◆ **Dataset rows**
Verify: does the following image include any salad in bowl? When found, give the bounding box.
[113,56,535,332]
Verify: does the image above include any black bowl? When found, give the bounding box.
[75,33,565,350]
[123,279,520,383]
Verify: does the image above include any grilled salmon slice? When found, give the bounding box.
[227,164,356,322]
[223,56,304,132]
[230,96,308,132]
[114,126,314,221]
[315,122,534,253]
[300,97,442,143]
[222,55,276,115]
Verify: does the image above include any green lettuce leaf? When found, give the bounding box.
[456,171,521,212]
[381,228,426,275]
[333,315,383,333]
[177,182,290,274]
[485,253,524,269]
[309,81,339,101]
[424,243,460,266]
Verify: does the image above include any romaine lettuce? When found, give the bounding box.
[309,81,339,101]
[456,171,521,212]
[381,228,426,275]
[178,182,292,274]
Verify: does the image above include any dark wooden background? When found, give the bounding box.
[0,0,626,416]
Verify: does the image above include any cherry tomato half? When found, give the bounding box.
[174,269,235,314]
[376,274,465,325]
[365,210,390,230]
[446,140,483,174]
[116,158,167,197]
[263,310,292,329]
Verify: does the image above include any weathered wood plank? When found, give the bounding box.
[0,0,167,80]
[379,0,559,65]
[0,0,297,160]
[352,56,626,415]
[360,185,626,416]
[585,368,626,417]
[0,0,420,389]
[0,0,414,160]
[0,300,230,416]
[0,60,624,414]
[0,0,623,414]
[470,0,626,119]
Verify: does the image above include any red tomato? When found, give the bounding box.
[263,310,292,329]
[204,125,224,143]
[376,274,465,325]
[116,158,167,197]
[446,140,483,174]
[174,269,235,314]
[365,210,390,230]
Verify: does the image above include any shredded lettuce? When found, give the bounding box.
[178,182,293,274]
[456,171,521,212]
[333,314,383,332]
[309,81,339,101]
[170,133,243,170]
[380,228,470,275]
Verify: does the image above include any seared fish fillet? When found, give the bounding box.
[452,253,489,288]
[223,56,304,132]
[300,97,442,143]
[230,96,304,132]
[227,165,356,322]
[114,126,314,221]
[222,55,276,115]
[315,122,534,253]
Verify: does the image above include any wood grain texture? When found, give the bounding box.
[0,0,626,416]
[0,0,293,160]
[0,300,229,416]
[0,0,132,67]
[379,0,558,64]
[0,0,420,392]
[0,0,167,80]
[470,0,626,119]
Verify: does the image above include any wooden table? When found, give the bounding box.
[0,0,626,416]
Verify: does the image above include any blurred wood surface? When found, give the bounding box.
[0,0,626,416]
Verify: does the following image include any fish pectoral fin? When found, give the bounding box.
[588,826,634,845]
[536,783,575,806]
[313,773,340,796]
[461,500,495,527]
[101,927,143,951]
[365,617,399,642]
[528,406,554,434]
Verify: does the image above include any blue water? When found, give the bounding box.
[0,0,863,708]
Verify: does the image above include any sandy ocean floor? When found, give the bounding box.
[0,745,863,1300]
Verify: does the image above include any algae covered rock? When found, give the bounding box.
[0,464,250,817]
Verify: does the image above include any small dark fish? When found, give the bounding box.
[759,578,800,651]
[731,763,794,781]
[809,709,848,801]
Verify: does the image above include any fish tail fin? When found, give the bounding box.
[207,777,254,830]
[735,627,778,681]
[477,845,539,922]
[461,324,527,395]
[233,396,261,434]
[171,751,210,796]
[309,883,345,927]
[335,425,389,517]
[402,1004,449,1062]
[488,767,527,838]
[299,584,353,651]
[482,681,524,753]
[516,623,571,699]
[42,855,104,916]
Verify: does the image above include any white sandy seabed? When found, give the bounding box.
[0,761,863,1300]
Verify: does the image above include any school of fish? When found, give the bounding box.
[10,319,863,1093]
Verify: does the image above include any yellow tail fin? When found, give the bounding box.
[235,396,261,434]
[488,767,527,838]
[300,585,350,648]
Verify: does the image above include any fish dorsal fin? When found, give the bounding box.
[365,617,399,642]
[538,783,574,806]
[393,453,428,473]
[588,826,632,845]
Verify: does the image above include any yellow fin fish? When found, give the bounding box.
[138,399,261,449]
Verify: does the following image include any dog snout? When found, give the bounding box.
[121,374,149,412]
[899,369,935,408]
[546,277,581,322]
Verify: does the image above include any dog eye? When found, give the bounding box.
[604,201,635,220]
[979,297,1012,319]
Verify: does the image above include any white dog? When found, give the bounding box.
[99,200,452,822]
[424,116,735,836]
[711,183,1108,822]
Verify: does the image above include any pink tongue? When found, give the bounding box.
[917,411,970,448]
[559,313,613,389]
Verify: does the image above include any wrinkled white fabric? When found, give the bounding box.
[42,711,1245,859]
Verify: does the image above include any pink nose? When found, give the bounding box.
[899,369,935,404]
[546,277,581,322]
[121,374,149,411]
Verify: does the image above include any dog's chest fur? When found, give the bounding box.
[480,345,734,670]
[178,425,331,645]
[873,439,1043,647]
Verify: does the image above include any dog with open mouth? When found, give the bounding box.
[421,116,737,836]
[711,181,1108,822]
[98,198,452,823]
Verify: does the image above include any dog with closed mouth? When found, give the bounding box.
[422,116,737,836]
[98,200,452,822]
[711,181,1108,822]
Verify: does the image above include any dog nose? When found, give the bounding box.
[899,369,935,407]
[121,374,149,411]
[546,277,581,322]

◆ **THE TASK**
Extract every line of the records above and reproduce each one verbatim, keeping the original order.

◆ **FULL ANSWER**
Verify: does the following image include any salad in bowl? When found, give the bounding box.
[113,56,535,332]
Verify: does the image above include any black bowl? When found, give the bounding box.
[75,33,565,350]
[123,279,520,383]
Verify: does the image above include any grilled salmon slice? When found, give the bounding box.
[227,164,356,322]
[223,56,304,132]
[230,96,308,132]
[114,126,314,221]
[315,122,534,253]
[300,97,442,143]
[222,55,276,115]
Verify: does the image above include any green lettuce leaf? When found, give the bounding box.
[456,171,521,212]
[381,228,426,275]
[333,315,383,333]
[177,182,290,274]
[485,253,524,269]
[309,81,339,101]
[424,243,460,266]
Verify: does the image above include any romaine lettuce? When found, give the bounding box.
[309,81,339,101]
[456,171,521,212]
[381,228,426,275]
[178,182,292,274]
Verify: does the image above include any dark wooden background? When found, give the bounding box.
[0,0,626,416]
Verify: does the image above include any cherry tomato half? When found, give the bounding box.
[174,269,235,314]
[376,274,465,325]
[365,210,390,230]
[446,140,483,174]
[116,158,167,197]
[263,310,292,329]
Verify: does the image above include any weathered wood plank? When found, give the bounding box.
[0,0,167,80]
[379,0,559,65]
[0,0,297,160]
[352,56,626,415]
[360,185,626,416]
[585,368,626,417]
[0,0,420,389]
[0,0,414,160]
[0,300,230,416]
[0,60,624,414]
[0,0,623,414]
[470,0,626,119]
Verify: does the image above include any red tomato? When found, give the bounding box.
[263,310,292,329]
[204,125,224,143]
[376,274,465,325]
[116,158,167,197]
[446,140,483,174]
[174,269,235,314]
[365,210,390,230]
Verify: does the image above include any shredded lettuce? When found, give the bounding box.
[178,182,293,274]
[456,171,521,212]
[333,314,383,332]
[309,81,339,101]
[170,133,243,170]
[380,228,470,275]
Verify: does the image above include any seared fish fillet? When found, give the bounding box.
[452,253,489,288]
[223,56,304,132]
[300,97,442,143]
[230,96,304,132]
[227,165,356,322]
[114,126,314,221]
[222,55,276,115]
[315,122,534,253]
Verify: does the image above include any wood grain texture? When found, give the bounding box.
[0,0,626,416]
[0,0,293,160]
[0,300,229,416]
[0,0,132,67]
[379,0,558,64]
[0,0,420,392]
[0,0,167,80]
[470,0,626,119]
Verify: does the image above include any wooden table? When found, give the bounding box.
[0,0,626,416]
Verify: does the image above include any blurred wood surface? When found, give the bounding box.
[0,0,626,416]
Verify: does the following image include any fish pectoral fin? When found, give the bounding box.
[588,826,634,845]
[536,783,575,806]
[313,773,340,796]
[461,500,495,527]
[101,927,143,951]
[365,617,399,642]
[528,406,554,434]
Verify: does the image above include any blue water? When found, give the bounding box.
[0,0,863,708]
Verify: does the image above include any sandy ocean floor? When found, give the bounding box.
[0,745,863,1300]
Verify: does the image above include any algae covered rock? When found, give the bounding box.
[0,464,250,817]
Verify: does the image above include any small dark fish? When found, give the bounding box.
[759,578,800,651]
[731,763,794,781]
[809,709,848,801]
Verify: does the image above include any fish tail fin? When found, give the bounding box.
[207,777,254,830]
[735,627,778,681]
[477,845,539,922]
[461,324,527,395]
[233,396,261,434]
[171,751,210,796]
[309,883,345,927]
[335,425,389,517]
[402,1004,449,1062]
[488,767,527,838]
[299,584,353,651]
[482,681,524,753]
[516,623,571,699]
[42,855,104,916]
Verify: does the image above include any white sandy seabed? When found, give the bounding box.
[0,761,863,1300]
Verify: does the image above include any school of fish? When found, give the bounding box.
[10,319,863,1093]
Verify: does the image above include any yellow tail fin? When found, give the bounding box.
[235,396,261,434]
[488,767,527,838]
[300,585,350,648]
Verify: does the image above include any fish dorsal fin? When found, give the bounding box.
[365,617,399,642]
[538,783,574,806]
[393,453,428,473]
[588,826,632,845]
Verify: does the image above include any yellow fin fish? When found, give the bounding box.
[138,399,261,449]
Verify: does the following image include any dog snout? When found, give the bounding box.
[121,374,149,412]
[899,369,935,408]
[546,277,581,322]
Verify: does the image above include any dog eye? When found, give the bounding box.
[604,201,635,220]
[979,297,1012,319]
Verify: does the image above include any white dog? When found, give the bounding box.
[99,200,452,822]
[424,116,735,836]
[711,183,1108,822]
Verify: does the image above include any pink tongue? When found, give the bounding box.
[917,411,970,448]
[559,313,613,389]
Verify: does the image above include any wrinkled white fabric? When found, give the bounding box.
[42,711,1245,859]
Verify: does the image above include any pink nose? When found, give the bounding box.
[899,369,935,404]
[546,277,581,322]
[121,374,149,411]
Verify: does the image above include any dog's chest fur? When found, give the bounding box.
[480,345,734,670]
[178,425,331,645]
[873,439,1043,647]
Verify: does the image above include any dog with open mouth? When found, give the bounding box.
[421,116,737,836]
[711,181,1108,822]
[98,198,452,823]
Verify: does the image above include any dog with closed mouth? When found, give the bounding box.
[422,116,737,836]
[98,200,452,822]
[711,181,1108,822]
Verify: does the image above include any dog nose? When found, give the bounding box.
[899,369,935,407]
[121,374,149,411]
[546,277,581,322]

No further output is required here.